> **Data section**
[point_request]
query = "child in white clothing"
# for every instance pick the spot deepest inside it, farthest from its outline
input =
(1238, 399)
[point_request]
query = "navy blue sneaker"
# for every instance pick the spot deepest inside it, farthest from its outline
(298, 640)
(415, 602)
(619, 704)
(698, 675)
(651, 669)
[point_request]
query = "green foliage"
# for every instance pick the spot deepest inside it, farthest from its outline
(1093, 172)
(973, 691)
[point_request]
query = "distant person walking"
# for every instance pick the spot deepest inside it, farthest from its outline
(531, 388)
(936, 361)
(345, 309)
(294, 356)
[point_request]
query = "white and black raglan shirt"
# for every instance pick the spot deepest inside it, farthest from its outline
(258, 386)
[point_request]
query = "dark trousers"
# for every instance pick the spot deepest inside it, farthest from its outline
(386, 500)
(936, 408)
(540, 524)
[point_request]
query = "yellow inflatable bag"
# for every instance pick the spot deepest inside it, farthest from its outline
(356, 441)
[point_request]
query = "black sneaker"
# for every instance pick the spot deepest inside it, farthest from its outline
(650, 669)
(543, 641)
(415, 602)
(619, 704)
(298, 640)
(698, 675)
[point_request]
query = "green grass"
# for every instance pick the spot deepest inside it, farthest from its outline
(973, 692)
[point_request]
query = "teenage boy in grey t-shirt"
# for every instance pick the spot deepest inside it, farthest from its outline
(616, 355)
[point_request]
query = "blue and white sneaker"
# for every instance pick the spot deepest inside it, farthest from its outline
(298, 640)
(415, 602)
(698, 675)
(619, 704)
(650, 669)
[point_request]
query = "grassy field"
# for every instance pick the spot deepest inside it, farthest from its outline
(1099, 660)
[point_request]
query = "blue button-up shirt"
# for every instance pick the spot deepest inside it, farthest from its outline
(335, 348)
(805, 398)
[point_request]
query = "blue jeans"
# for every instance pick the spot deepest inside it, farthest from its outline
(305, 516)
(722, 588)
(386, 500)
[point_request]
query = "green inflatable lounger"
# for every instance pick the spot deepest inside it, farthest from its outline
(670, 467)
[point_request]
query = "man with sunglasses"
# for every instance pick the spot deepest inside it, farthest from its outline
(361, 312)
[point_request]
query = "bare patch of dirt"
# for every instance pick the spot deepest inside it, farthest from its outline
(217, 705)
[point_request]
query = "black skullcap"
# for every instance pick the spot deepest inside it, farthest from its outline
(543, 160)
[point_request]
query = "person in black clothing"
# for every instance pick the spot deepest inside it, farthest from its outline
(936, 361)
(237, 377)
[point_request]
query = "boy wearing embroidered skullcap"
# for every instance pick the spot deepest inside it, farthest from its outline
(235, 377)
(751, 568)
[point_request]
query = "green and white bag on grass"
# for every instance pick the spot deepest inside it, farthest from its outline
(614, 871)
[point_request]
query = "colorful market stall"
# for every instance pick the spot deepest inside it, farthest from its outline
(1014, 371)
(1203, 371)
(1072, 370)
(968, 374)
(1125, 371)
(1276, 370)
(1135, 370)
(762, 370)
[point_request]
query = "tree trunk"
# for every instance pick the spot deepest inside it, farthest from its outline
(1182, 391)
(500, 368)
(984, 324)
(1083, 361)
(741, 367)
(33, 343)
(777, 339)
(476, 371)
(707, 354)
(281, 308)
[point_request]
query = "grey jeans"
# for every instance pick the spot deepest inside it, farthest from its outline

> **What you should do**
Among the records above, find the lines that contain "skullcap" and copy every one.

> **Answer area**
query = "black skullcap"
query = "boy wearing embroidered skullcap"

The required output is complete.